Первые меры Правительства и происшествия 25, 26, 27, 28 и 29

Журнал «des Débats» [вновь] поразителен. Объявив, что стремительность происшествий не дает ему до сих пор опомниться и что легко поймут чувства, наполняющие его душу, он просит для себя свободы, в которой никогда, говорит, не отказывал другим, и потом на пол-листе своем дает первые декреты нового Правительства. «Presse» требует доверенности к новому Правительству, а во втором своем №, объявляя себя республиканской, призывает народ к порядку. «Siècle» присоединяется к Правительству. «Constitutionnel» тоже. Дюпен, генеральный прокурор, предлагает [отдавать] свершить суд во имя народа. Архиепископ, благодаря народ за уважение к святыне, повелевает молиться за народ и свершить панихиду за убитых: вся и все начинают окружать новое Правительство как единственного представителя порядка.

= ЗАДАНИЕ A =
Перечислите все периодические издания, названные во фрагменте текста.
Текст и записи никак не связаны друг с другом.

= ЗАПИСИ К ЗАДАНИЮ =
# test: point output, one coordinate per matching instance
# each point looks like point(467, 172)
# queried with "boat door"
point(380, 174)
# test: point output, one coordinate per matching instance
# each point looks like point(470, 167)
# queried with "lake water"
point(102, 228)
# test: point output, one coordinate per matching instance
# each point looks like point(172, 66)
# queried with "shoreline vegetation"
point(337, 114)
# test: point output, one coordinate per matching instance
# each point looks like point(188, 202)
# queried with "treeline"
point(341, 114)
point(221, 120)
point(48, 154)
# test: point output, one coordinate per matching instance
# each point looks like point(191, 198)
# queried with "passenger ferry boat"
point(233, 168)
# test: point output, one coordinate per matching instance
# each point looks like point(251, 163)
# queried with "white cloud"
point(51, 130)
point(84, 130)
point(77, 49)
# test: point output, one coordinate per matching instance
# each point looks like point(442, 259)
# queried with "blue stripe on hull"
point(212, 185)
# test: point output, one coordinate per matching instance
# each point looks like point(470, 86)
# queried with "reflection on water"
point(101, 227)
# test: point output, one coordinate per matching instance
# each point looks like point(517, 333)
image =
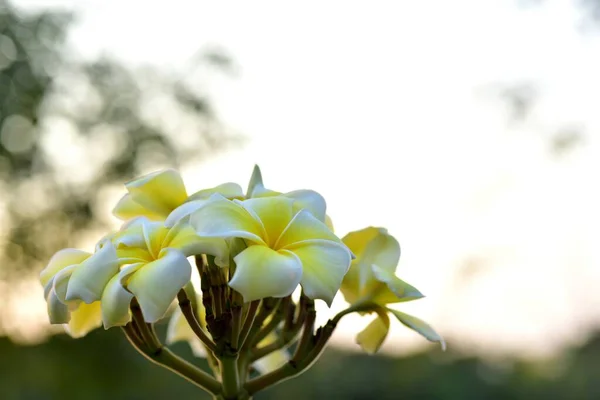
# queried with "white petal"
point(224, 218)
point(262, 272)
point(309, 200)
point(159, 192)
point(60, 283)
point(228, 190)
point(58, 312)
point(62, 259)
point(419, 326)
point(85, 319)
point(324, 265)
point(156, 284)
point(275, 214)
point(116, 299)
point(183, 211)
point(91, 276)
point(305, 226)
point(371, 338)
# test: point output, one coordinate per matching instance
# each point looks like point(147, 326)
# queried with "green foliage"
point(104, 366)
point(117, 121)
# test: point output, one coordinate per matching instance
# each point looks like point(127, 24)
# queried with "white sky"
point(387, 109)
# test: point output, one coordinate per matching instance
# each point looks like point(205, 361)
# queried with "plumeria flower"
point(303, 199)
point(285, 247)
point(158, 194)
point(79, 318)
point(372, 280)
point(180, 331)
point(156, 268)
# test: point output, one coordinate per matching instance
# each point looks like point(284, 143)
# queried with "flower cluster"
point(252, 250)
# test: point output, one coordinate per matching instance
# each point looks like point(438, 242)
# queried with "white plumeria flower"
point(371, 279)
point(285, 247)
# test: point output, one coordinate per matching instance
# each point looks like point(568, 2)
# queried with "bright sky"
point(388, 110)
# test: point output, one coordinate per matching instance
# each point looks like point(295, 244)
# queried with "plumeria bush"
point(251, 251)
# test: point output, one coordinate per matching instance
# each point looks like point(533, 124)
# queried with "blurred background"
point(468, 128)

* * *

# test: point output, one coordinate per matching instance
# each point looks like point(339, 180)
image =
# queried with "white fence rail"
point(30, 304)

---

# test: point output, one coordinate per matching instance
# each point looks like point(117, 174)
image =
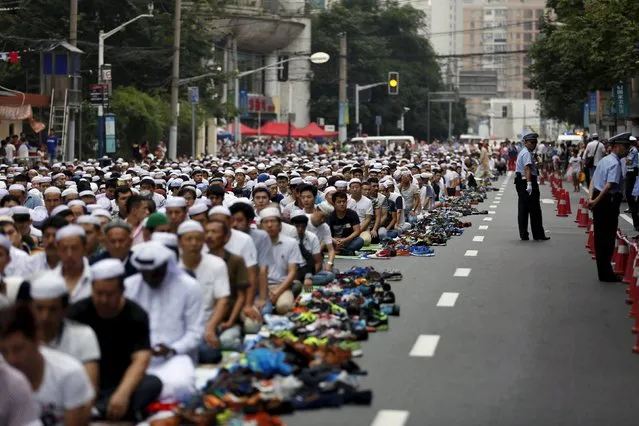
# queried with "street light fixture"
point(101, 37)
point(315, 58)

= ЗАДАНИЕ B =
Выпишите из записей каждую строку, в которой встречается слово «flower», с учетом регистра букв.

= ПОЛНЫЙ ОТВЕТ A =
«des Débats», «Presse», «Siècle», «Constitutionnel»

= ПОЛНЫЙ ОТВЕТ B =
# queried with "plumeria flower"
# queried with "flower cluster"
# queried with "white plumeria flower"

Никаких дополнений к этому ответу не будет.